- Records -
#####

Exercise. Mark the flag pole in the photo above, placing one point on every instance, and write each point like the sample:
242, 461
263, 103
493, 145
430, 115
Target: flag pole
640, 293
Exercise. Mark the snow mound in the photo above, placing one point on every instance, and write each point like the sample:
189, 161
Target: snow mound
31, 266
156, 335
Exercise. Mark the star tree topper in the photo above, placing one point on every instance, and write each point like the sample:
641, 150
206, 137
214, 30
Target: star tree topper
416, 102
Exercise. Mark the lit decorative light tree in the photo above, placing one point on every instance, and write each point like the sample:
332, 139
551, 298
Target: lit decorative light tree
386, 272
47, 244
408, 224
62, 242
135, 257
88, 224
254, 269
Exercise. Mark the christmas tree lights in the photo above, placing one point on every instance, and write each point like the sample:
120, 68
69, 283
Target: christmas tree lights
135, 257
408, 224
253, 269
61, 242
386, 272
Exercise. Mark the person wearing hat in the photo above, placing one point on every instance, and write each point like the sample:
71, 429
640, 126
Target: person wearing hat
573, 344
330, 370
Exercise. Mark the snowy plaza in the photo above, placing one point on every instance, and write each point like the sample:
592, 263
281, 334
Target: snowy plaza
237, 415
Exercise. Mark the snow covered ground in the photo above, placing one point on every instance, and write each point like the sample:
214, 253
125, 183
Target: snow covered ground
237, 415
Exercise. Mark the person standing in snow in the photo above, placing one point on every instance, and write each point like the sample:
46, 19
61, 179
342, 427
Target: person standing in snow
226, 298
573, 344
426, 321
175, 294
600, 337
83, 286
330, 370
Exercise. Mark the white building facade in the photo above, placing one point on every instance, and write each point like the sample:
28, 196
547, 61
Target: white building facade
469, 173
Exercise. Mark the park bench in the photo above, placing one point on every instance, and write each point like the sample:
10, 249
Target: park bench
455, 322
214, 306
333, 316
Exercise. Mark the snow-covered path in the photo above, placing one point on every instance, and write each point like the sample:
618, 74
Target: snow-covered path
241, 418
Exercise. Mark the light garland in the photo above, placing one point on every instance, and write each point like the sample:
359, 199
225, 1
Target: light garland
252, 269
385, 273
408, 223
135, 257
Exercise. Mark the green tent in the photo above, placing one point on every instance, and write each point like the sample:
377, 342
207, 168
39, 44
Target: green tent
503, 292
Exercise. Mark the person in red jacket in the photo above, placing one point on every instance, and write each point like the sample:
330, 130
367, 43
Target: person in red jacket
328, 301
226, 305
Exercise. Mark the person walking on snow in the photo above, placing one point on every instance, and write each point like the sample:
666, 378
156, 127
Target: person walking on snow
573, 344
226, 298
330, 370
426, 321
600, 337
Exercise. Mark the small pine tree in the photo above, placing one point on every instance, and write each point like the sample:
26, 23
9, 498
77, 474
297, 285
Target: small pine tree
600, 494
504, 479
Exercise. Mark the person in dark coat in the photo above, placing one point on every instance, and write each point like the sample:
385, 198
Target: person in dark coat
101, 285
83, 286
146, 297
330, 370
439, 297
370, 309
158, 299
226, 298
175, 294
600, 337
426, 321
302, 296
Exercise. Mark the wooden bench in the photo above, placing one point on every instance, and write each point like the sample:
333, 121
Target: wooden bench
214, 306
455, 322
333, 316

#####

- TASK -
Rewrite all of the material above, substituting "putting a single point on each instance" for every "placing one point on every instance" and leaving everything else unchanged.

- FINAL RESULT -
Exercise. Mark the flag pole in the photo above, putting a single point on each instance, and write each point like the sample:
242, 461
263, 103
493, 145
430, 115
Target: flag pole
640, 293
Exercise. Mark the snow mound in the photo above, putting a single point on each instance, and write each point like the sample:
189, 161
Target: snow mound
31, 266
156, 335
Exercise. Mark the star tree topper in the photo above, putting a single point on each instance, and write each point like the sample:
641, 150
206, 137
214, 30
Target: star tree topper
416, 102
Exercise. Mark the lit decorative light tree in the photo above, putting a single point on each instance, and write each point like the sample:
332, 139
551, 298
Target: lit decorative light tree
386, 272
47, 244
408, 224
62, 242
135, 257
88, 224
254, 269
Exercise. Mark the christmas tree lights in the photo above, putting a single point on each instance, and write each point like the sample:
120, 68
69, 283
Target: christmas tree lights
135, 257
408, 224
253, 269
61, 242
386, 272
Exercise. Mark the person wearing hat in the photo above, putting a single point on each instance, and write each point like the sample:
71, 429
640, 126
Target: person wearing hat
573, 344
330, 370
Exercise. Mark the snowy plaza in the photo above, putting a single point on each instance, and write each point like the sample:
592, 263
281, 334
Target: snowy plaza
237, 415
Exercise. Mark the snow covered ground in the photo above, putting a single point on each instance, and write each point like the sample:
214, 253
125, 183
Target: snow covered ground
237, 415
Exercise. Mark the person standing in snow in the photo above, putting a single point on each instance, and write each point like the sample:
46, 19
61, 179
342, 427
Target: person standing in snow
226, 298
573, 344
426, 321
175, 294
600, 337
83, 286
330, 370
Exercise. Mark the white building facade in the photo above, putting a single point on each instance, and write each point like the sample:
28, 196
547, 61
Target: white building facade
469, 173
Exercise. Mark the park bench in the photo above, putting a single point on each instance, and write each point like the sample:
10, 249
Target: park bench
455, 322
214, 306
333, 316
Exercise. Mark the snow-covered path in the photo above, putting a single point on each instance, and write each point like the sample:
618, 74
Target: snow-covered path
241, 418
Exercise. Mark the light garland in the photo above, putting a single point on each instance, and write each point like the sample:
359, 199
225, 1
Target: light garland
252, 269
385, 273
408, 223
135, 257
Exercise. Mark the green tent in the photo above, putting a single point on each instance, and write each point like the sample:
377, 342
207, 168
39, 44
Target: green tent
503, 292
Exercise. Mark the person in red jacket in the photo above, putting a single point on each instance, and write each point like the sample:
330, 130
367, 43
Target: person in red jacket
328, 301
226, 305
Exercise. Mark the person walking on snow in the photo above, putting a single point on each instance, and write each point like the sample:
666, 378
156, 127
Target: person walking on snow
573, 344
226, 298
330, 370
426, 321
600, 337
Exercise. Mark the small pine tree in the photo above, putting a single point on each instance, and write each point like the sample:
26, 23
9, 498
77, 474
297, 285
Target: small pine tree
600, 494
504, 479
Exercise. Mark the person in dark coat in the photo above, putting a single point on each instance, and write each point like the sample:
385, 198
Target: person in dark coat
101, 285
83, 286
146, 297
330, 370
439, 297
370, 309
158, 299
226, 298
175, 294
600, 337
426, 321
302, 296
Exercise. Mark the wooden bench in the photo above, putting a single point on each instance, and write each point like the sample:
333, 121
Target: wooden bench
214, 306
455, 322
333, 316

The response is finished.